- _REQUIREMENT A_:
Reproduce word for word everything in the Sutton Hoo tower article below, from "Artist's impression of" down to "a £1.8m grant.".

- _PAGE TEXT_:
>>>

Suffolk

Sutton Hoo viewing tower plan given £1.8m National Lottery grant

Artist's impression of the proposed Sutton Hoo viewing tower. Image copyright National Trust
Image caption The new permanent viewing tower will replace an existing, smaller platform

A project to build a 17m (56ft) viewing tower at one of the country's most archaeologically significant finds has been given a £1.8m grant.

The National Trust said the Heritage Lottery Fund money means its plans for Sutton Hoo, Suffolk, can move forward.

The funding will go towards the total £4m cost for the project, which is due to be completed in 2021.

Sutton Hoo is believed to be the final resting place of the 7th Century King Raedwald of East Anglia.

Suffolk Coastal council has given planning permission for a permanent tower to replace a temporary, smaller platform built in 2015.

<<<

- _REQUIREMENT B_:
How many lines of the listing below contain the string "locate"? Reply with the number alone.

Stored data

>>>

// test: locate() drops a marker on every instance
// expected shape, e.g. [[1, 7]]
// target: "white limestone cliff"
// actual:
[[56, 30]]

<<<

- _FINAL RESULT A_:
Artist's impression of the proposed Sutton Hoo viewing tower. Image copyright National Trust
Image caption The new permanent viewing tower will replace an existing, smaller platform

A project to build a 17m (56ft) viewing tower at one of the country's most archaeologically significant finds has been given a £1.8m grant.

- _FINAL RESULT B_:
1